* **AIM OF THE EXERCISE**:
Print every line of the listing below without changing a single character.

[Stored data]
------------------------------------------------------------------------
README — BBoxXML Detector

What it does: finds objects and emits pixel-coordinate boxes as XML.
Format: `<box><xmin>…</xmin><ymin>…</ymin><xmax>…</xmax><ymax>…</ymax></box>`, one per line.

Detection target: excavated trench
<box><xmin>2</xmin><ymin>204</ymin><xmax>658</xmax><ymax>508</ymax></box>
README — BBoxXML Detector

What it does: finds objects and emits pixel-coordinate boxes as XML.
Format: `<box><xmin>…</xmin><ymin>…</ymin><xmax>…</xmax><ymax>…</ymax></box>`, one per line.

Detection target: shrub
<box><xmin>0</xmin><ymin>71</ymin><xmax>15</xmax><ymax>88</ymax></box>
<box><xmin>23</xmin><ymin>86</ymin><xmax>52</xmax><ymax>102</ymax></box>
------------------------------------------------------------------------
* **IN RESPONSE**:
README — BBoxXML Detector

What it does: finds objects and emits pixel-coordinate boxes as XML.
Format: `<box><xmin>…</xmin><ymin>…</ymin><xmax>…</xmax><ymax>…</ymax></box>`, one per line.

Detection target: excavated trench
<box><xmin>2</xmin><ymin>204</ymin><xmax>658</xmax><ymax>508</ymax></box>
README — BBoxXML Detector

What it does: finds objects and emits pixel-coordinate boxes as XML.
Format: `<box><xmin>…</xmin><ymin>…</ymin><xmax>…</xmax><ymax>…</ymax></box>`, one per line.

Detection target: shrub
<box><xmin>0</xmin><ymin>71</ymin><xmax>15</xmax><ymax>88</ymax></box>
<box><xmin>23</xmin><ymin>86</ymin><xmax>52</xmax><ymax>102</ymax></box>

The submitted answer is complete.